* start Supplied data *

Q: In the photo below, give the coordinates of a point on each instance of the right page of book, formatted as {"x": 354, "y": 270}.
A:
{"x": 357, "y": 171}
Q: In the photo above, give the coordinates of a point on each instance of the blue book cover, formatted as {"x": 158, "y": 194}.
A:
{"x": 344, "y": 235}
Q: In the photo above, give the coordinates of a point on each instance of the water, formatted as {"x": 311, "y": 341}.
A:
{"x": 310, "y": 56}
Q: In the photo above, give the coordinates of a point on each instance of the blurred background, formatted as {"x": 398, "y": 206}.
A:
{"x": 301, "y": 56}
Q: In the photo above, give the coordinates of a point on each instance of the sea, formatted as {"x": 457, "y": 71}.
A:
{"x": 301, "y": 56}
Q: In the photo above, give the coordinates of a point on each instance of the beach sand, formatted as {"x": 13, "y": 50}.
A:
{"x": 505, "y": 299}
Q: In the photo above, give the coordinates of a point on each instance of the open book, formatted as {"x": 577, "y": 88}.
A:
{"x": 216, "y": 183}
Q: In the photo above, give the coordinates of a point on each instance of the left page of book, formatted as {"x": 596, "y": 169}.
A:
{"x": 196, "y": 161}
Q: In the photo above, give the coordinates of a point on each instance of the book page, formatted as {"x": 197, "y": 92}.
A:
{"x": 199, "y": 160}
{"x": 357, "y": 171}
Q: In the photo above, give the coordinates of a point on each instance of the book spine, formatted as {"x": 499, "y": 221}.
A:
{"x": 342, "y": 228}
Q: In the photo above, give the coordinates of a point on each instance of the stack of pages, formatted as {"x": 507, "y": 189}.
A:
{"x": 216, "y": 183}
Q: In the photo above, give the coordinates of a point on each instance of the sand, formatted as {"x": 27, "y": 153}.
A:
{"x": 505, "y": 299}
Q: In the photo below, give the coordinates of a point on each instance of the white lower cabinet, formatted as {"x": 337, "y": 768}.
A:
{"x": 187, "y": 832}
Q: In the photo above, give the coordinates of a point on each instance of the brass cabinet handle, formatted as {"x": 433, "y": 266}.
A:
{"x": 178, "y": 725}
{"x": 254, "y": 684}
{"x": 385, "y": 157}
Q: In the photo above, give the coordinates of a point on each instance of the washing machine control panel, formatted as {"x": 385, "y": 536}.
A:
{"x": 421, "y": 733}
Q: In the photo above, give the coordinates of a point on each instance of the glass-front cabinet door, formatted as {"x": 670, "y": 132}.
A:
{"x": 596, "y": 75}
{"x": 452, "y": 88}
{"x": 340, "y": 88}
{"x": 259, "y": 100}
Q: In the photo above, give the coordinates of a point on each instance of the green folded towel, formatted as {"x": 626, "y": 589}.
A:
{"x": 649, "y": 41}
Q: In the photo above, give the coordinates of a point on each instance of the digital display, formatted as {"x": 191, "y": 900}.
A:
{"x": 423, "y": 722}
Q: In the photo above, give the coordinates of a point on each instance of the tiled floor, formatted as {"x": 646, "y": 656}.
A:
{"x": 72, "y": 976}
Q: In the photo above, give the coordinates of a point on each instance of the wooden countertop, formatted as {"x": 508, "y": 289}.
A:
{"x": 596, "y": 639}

* end Supplied data *

▸ Your objective
Reproduce every one of the entries above verbatim, line by line.

▸ The reply
Q: In the photo below, give the coordinates of a point on each instance of the right page of book, formatted as {"x": 354, "y": 270}.
A:
{"x": 357, "y": 171}
Q: In the photo above, give the coordinates of a point on each instance of the blue book cover, formatted as {"x": 158, "y": 194}.
A:
{"x": 344, "y": 235}
Q: In the photo above, give the coordinates of a point on each instance of the water, formatted as {"x": 311, "y": 341}.
A:
{"x": 310, "y": 56}
Q: In the photo above, give the coordinates of a point on each instance of the blurred background, formatted as {"x": 398, "y": 206}.
A:
{"x": 301, "y": 56}
Q: In the photo above, give the coordinates of a point on each instance of the sea, formatted as {"x": 457, "y": 71}.
A:
{"x": 301, "y": 56}
Q: In the photo above, give the coordinates of a point on each instance of the beach sand, formatted as {"x": 13, "y": 50}.
A:
{"x": 505, "y": 299}
Q: In the photo above, give the coordinates of a point on each instance of the open book, formatted as {"x": 577, "y": 88}.
A:
{"x": 216, "y": 183}
Q: In the photo above, give the coordinates of a point on each instance of the left page of book, formatted as {"x": 596, "y": 169}.
A:
{"x": 196, "y": 161}
Q: In the photo above, give the coordinates of a point on each instance of the book page, formatted as {"x": 197, "y": 92}.
A:
{"x": 199, "y": 160}
{"x": 357, "y": 171}
Q: In the photo above, give the coordinates of a point on each instance of the book spine, formatted as {"x": 499, "y": 221}.
A:
{"x": 342, "y": 228}
Q: In the photo above, give the coordinates of a point on each instance of the stack of pages, formatted as {"x": 507, "y": 189}.
A:
{"x": 216, "y": 183}
Q: In the photo above, give the coordinates of a point on each instance of the sand, formatted as {"x": 27, "y": 153}.
A:
{"x": 505, "y": 299}
Q: In the photo below, give the coordinates of a point on each instance of the white lower cabinet, formatted as {"x": 337, "y": 768}.
A:
{"x": 187, "y": 832}
Q: In the photo above, give the coordinates of a point on each instance of the brass cabinet handle, formatted as {"x": 433, "y": 266}.
A:
{"x": 178, "y": 725}
{"x": 254, "y": 684}
{"x": 385, "y": 157}
Q: In the photo above, give the coordinates of a point on each instance of the washing machine control panel, formatted as {"x": 385, "y": 536}.
A:
{"x": 421, "y": 733}
Q: In the photo above, give the coordinates of a point on each instance of the glass-front cabinet door, formatted as {"x": 670, "y": 132}.
A:
{"x": 596, "y": 75}
{"x": 452, "y": 88}
{"x": 340, "y": 88}
{"x": 259, "y": 100}
Q: In the photo above, give the coordinates of a point on each instance of the green folded towel, formatted as {"x": 626, "y": 589}.
A:
{"x": 649, "y": 41}
Q: In the photo above, give the coordinates of a point on each instance of the digital display, formatted as {"x": 191, "y": 900}.
A:
{"x": 423, "y": 722}
Q: In the photo above, give the coordinates of a point on each instance of the tiled floor, formatted as {"x": 646, "y": 656}.
A:
{"x": 72, "y": 976}
Q: In the photo above, give the coordinates of a point on each instance of the wooden countertop, formatted as {"x": 508, "y": 289}.
A:
{"x": 596, "y": 639}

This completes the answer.